ФРАГМЕНТ ИСТОЧНИКА:

□ □ □ □ □

Александр Афанасьев - Народные русские сказки А. Н. Афанасьева в трех томах. Том 3
160
Место записи неизвестно.
AT 1641 (Знахарь). Знахарь по имени Жучок, восклицающий «Что, попался, Жучок...» и тем самым случайно угадывающий, что у царя в руке зажат жучок — традиционный персонаж восточнославянских сказок. Эпизод с жучком имеет соответствие в западных вариантах сюжетного типа 1641, так же, как и другой традиционный для восточнославянских сказок эпизод случайного угадывания, кто украл жемчуг: «Слава богу все три есть!» (ср., например, аналогичный эпизод в упомянутой сказке из сборника Бебеля — см. прим. к предыдущему тексту).
161
Место записи неизвестно.
AT 1577* (Слепой и нищий). В AT учтены только эстонские, словенский и турецкий варианты. Русских вариантов — 1, украинских — 2. Заключительный эпизод близок к сюжетному типу AT 1577 (Человек ссорит двух слепцов), отмеченному только в русском материале.

□ □ □ □ □

СОХРАНЁННЫЕ ДАННЫЕ:

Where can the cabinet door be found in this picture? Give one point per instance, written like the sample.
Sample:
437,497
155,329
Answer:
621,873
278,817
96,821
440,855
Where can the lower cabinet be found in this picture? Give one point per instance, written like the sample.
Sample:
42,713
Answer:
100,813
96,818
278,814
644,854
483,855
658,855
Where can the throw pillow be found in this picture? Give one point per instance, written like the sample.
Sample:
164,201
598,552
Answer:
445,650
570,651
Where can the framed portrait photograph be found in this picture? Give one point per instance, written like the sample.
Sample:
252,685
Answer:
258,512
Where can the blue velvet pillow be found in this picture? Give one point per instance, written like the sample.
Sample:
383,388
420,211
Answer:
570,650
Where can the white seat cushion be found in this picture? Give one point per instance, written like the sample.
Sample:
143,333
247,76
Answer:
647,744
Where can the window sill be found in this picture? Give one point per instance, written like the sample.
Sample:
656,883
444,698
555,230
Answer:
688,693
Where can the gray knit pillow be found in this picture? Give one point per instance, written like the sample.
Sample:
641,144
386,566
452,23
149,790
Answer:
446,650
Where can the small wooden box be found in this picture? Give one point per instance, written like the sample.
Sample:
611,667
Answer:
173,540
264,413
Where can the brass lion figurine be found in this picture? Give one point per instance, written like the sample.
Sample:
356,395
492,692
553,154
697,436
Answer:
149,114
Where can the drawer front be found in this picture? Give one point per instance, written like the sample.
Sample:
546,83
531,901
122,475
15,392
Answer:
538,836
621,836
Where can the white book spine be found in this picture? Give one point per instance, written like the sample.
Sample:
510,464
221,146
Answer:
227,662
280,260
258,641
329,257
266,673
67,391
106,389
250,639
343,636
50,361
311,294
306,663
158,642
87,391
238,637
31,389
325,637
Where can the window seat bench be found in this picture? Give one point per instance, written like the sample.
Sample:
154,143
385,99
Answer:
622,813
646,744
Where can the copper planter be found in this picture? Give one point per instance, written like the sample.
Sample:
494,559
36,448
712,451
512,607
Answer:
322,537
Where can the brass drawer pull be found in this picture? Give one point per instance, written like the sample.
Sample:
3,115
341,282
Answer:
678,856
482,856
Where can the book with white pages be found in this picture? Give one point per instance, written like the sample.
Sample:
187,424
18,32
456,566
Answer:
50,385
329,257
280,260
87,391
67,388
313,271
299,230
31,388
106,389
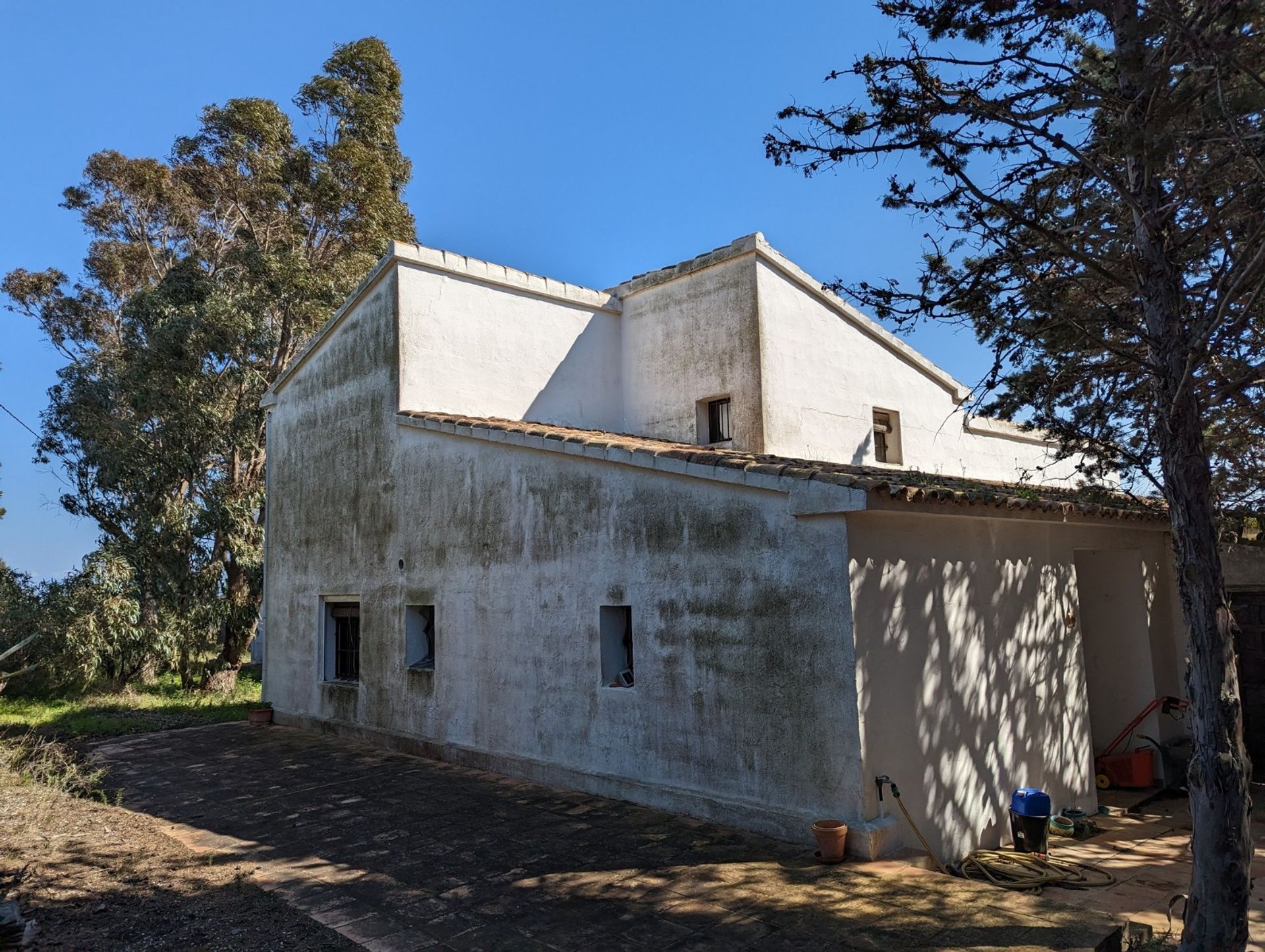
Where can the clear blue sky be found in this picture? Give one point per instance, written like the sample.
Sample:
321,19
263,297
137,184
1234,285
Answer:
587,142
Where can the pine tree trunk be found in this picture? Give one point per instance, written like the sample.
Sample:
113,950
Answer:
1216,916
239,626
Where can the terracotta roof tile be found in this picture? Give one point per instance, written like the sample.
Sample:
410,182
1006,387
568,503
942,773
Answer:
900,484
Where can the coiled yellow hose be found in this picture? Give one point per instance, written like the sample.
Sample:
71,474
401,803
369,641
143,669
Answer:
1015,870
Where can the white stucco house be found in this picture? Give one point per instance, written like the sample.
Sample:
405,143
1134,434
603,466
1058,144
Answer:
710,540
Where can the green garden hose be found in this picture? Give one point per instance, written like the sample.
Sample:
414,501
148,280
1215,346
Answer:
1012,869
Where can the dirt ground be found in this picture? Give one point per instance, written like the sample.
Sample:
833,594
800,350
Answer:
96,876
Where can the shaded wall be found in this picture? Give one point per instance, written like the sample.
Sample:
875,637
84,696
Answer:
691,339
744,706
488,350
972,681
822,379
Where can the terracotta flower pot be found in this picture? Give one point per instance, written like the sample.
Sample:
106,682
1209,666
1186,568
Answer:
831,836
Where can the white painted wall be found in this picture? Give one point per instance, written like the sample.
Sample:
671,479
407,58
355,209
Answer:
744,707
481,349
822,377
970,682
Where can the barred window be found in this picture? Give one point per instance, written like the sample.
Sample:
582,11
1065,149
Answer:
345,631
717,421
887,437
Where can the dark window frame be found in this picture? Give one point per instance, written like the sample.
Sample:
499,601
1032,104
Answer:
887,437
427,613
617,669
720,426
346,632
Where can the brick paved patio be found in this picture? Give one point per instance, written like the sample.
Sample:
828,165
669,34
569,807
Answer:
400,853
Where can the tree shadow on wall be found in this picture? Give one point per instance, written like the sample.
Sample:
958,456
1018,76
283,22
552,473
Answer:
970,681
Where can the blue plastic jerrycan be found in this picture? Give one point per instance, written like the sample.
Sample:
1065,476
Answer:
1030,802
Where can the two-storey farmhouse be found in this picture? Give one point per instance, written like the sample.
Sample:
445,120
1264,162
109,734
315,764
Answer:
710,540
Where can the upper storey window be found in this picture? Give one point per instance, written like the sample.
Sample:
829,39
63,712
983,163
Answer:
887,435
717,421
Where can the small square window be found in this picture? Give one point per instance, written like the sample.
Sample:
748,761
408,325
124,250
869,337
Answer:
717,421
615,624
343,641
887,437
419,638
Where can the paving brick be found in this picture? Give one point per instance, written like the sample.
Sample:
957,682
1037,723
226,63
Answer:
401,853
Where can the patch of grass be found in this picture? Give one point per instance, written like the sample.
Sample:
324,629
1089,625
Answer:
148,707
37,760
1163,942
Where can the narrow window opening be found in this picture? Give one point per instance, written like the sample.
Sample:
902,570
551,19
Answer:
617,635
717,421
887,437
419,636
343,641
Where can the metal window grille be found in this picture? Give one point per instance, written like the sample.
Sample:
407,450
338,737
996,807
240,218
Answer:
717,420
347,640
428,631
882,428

□ □ □ □ □

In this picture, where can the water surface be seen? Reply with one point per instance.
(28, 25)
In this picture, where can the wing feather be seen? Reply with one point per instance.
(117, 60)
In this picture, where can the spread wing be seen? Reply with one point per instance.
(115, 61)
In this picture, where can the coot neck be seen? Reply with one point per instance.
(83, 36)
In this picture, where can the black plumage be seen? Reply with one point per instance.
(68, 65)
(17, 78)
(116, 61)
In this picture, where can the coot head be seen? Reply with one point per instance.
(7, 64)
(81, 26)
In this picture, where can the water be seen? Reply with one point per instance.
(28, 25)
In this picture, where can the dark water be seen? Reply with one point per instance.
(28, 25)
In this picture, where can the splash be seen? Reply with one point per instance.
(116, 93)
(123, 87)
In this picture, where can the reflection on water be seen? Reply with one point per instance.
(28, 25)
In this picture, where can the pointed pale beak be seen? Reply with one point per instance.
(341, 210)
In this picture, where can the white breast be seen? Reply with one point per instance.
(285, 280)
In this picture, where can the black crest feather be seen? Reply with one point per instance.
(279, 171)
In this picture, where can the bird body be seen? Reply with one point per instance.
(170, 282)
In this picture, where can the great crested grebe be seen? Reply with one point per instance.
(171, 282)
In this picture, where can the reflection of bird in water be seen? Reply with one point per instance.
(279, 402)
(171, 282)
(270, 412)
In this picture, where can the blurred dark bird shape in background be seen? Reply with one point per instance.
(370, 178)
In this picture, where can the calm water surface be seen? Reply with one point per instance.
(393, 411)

□ □ □ □ □

Воспроизведите целиком фрагмент источника с примечаниями к сказкам 160 и 161, не меняя в нем ни одного символа.

Александр Афанасьев - Народные русские сказки А. Н. Афанасьева в трех томах. Том 3
160
Место записи неизвестно.
AT 1641 (Знахарь). Знахарь по имени Жучок, восклицающий «Что, попался, Жучок...» и тем самым случайно угадывающий, что у царя в руке зажат жучок — традиционный персонаж восточнославянских сказок. Эпизод с жучком имеет соответствие в западных вариантах сюжетного типа 1641, так же, как и другой традиционный для восточнославянских сказок эпизод случайного угадывания, кто украл жемчуг: «Слава богу все три есть!» (ср., например, аналогичный эпизод в упомянутой сказке из сборника Бебеля — см. прим. к предыдущему тексту).
161
Место записи неизвестно.
AT 1577* (Слепой и нищий). В AT учтены только эстонские, словенский и турецкий варианты. Русских вариантов — 1, украинских — 2. Заключительный эпизод близок к сюжетному типу AT 1577 (Человек ссорит двух слепцов), отмеченному только в русском материале.